* [Required action]: Look through the data that follows and work out how many lines contain the string "jacket". Nothing but that number should be given.
____
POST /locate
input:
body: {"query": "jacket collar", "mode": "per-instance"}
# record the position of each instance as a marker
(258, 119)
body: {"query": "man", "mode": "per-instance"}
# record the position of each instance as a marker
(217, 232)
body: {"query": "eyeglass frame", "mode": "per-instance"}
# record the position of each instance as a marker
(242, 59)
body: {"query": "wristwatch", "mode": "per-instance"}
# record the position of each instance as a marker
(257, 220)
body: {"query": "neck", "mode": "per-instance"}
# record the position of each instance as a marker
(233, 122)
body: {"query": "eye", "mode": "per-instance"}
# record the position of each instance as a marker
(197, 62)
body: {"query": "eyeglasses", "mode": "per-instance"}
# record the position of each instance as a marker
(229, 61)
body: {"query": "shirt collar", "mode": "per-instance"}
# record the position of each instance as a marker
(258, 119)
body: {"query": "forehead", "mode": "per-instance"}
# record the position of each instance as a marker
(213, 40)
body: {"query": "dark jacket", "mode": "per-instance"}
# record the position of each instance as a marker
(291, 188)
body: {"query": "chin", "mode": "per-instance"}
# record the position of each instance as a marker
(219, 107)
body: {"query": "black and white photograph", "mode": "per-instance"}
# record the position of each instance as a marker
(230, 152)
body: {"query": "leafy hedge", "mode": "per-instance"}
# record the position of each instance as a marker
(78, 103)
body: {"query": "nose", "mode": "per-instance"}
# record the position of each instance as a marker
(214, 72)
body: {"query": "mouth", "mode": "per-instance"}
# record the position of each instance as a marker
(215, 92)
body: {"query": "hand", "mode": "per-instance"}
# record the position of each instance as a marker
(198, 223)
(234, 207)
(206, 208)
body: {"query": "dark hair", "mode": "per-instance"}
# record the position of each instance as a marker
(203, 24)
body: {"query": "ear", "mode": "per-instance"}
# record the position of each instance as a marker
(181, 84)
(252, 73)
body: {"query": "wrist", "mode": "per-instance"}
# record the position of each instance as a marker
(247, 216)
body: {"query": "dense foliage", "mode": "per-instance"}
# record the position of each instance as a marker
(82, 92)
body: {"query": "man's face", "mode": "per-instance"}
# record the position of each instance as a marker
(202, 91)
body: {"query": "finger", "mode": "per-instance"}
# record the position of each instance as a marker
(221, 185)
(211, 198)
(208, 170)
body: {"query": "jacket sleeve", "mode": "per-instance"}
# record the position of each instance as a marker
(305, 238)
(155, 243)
____
* [Task response]: 3